Input records:
-*-
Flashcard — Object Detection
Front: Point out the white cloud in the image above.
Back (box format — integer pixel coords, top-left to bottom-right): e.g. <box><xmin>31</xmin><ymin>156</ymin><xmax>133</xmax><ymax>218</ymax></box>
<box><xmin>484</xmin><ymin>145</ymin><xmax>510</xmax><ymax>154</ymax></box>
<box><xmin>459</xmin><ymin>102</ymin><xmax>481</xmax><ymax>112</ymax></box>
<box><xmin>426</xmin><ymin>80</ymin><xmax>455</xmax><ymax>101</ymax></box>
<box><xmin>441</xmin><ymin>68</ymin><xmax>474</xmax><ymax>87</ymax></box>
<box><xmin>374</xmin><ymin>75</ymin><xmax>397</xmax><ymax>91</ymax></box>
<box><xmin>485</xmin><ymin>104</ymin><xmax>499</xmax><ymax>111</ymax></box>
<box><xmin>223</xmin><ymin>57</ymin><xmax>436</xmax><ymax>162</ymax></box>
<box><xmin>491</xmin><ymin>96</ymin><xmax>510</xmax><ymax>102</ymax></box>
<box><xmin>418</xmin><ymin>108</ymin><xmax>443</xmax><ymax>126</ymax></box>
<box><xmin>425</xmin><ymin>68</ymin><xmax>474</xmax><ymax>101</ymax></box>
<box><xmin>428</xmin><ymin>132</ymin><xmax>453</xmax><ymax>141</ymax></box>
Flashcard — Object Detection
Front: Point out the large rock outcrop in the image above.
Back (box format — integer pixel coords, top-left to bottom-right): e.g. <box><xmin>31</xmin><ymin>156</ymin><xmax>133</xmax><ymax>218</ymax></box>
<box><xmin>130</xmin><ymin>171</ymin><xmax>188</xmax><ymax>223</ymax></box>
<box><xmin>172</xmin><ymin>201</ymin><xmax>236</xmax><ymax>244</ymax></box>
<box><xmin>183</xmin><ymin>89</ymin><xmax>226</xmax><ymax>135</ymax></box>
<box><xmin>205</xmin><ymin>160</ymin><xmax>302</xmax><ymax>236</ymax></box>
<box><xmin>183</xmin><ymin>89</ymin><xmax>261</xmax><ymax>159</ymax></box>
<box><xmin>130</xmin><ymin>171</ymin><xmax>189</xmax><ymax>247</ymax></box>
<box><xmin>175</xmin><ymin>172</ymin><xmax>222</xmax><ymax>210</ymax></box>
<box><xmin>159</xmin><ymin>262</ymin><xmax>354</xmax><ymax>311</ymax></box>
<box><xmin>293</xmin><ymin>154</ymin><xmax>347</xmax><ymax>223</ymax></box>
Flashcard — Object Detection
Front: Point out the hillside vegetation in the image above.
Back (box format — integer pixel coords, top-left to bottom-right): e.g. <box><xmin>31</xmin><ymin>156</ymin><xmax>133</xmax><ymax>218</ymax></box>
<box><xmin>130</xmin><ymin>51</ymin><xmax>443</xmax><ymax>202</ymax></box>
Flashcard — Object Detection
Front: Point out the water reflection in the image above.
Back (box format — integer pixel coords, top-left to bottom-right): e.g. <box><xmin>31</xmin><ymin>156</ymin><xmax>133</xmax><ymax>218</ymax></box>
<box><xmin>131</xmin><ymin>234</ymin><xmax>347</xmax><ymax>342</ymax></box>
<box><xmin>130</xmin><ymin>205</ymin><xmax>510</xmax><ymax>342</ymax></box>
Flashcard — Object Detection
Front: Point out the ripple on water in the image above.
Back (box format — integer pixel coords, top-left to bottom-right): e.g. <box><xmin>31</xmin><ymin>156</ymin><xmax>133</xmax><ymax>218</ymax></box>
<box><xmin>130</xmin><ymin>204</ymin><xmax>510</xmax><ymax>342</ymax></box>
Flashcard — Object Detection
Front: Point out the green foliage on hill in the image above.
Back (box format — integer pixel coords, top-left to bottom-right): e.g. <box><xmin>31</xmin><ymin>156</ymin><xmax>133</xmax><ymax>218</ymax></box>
-*-
Which lines in the records above contain the word "Front" with matching capitalization? Pull out each of those lines and copy it in full.

Task response:
Front: Point out the white cloud in the image above.
Front: Point out the large rock outcrop in the image above.
Front: Point out the hillside vegetation in the image above.
Front: Point out the water reflection in the image above.
Front: Point out the ripple on water in the image above.
Front: Point out the green foliage on hill in the image above.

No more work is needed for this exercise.